··· Data provided ···

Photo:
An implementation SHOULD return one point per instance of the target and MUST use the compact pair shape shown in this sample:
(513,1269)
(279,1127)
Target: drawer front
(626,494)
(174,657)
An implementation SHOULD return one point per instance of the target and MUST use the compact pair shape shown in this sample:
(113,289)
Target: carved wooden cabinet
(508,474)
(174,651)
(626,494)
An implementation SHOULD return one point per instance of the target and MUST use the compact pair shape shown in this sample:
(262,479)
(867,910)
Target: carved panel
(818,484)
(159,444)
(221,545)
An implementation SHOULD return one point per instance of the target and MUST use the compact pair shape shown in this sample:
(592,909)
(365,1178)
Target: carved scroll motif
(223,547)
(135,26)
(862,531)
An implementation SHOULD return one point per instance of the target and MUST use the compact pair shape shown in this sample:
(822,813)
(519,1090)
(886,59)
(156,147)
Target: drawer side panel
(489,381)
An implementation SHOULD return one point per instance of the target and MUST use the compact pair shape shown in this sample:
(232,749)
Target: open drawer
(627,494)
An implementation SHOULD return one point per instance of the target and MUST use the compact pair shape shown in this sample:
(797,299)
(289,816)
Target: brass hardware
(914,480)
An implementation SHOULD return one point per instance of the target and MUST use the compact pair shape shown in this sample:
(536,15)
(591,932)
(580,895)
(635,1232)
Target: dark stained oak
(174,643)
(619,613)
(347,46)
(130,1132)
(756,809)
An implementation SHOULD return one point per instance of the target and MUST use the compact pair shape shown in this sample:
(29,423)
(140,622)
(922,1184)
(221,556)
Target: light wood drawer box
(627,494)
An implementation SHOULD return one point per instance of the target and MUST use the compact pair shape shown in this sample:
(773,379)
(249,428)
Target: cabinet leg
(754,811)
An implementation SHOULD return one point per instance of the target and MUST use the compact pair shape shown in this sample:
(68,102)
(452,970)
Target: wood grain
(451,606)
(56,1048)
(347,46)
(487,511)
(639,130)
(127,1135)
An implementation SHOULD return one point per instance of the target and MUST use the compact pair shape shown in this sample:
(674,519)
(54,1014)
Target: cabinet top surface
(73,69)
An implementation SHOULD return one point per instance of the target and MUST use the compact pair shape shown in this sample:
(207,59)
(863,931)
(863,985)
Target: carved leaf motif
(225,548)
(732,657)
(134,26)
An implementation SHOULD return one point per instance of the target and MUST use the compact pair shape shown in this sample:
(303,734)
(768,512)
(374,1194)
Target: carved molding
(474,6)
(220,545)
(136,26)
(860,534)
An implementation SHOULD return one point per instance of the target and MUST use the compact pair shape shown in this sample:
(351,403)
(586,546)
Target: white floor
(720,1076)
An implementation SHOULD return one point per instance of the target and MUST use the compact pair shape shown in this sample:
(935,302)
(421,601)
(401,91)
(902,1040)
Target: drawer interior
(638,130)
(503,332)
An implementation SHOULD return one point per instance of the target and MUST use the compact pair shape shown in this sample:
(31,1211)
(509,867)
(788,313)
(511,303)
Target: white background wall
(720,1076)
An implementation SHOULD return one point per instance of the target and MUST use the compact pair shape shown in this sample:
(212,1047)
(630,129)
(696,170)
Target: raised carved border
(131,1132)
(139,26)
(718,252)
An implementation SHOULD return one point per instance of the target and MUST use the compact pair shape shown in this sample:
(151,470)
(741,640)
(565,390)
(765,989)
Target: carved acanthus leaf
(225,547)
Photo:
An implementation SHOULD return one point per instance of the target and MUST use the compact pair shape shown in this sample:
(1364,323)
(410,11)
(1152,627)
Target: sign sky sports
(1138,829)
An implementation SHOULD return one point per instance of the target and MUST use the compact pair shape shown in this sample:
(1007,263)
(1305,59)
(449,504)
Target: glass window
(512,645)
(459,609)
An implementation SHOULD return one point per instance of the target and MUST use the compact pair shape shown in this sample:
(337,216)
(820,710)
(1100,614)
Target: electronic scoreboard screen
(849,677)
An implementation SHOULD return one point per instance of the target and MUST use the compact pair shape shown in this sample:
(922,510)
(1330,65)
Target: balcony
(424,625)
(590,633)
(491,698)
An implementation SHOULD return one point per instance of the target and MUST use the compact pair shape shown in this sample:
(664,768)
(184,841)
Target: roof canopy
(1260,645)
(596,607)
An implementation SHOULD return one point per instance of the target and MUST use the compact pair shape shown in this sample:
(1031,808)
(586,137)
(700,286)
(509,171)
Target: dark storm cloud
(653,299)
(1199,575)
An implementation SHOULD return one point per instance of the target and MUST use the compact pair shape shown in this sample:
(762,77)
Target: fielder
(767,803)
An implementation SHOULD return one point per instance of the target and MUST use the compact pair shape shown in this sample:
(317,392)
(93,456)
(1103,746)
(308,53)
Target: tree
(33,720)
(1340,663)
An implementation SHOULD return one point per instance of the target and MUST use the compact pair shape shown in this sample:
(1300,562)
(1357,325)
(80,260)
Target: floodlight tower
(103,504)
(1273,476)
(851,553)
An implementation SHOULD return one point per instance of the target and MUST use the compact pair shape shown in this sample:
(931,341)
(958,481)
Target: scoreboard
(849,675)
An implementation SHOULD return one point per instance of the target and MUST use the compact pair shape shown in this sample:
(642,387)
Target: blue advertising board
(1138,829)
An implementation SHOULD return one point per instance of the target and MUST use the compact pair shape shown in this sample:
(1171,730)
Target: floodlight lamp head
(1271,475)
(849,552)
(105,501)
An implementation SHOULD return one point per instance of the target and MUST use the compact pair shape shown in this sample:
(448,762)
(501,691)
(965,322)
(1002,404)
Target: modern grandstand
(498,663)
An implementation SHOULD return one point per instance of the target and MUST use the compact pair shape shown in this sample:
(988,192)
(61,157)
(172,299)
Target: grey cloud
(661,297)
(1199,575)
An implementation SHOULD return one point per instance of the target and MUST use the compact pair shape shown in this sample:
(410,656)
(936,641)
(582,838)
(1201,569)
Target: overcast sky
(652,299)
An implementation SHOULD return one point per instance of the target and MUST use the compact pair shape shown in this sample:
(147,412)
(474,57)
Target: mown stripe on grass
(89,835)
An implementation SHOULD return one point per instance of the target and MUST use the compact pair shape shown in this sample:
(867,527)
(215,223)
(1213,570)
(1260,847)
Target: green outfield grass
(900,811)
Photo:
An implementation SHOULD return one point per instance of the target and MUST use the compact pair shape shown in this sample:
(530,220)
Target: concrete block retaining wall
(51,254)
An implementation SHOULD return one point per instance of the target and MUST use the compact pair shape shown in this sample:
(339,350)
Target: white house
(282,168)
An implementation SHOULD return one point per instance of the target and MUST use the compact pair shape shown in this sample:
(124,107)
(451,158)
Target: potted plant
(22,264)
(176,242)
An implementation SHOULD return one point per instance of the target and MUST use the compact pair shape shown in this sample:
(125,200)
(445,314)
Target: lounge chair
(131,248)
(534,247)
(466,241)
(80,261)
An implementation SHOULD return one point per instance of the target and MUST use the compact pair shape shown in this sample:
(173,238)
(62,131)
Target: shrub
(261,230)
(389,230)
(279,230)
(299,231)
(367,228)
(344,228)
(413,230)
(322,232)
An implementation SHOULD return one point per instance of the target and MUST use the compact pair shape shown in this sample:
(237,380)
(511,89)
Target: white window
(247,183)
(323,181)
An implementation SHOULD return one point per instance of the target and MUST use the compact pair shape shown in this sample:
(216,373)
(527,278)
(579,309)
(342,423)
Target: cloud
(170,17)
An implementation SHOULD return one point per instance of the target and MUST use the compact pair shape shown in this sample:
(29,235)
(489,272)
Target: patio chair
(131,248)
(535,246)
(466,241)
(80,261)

···

* [Written request]: Pull out each line of the listing above that contains the word "panel".

* [Correct output]:
Target: carved panel
Target: drawer side panel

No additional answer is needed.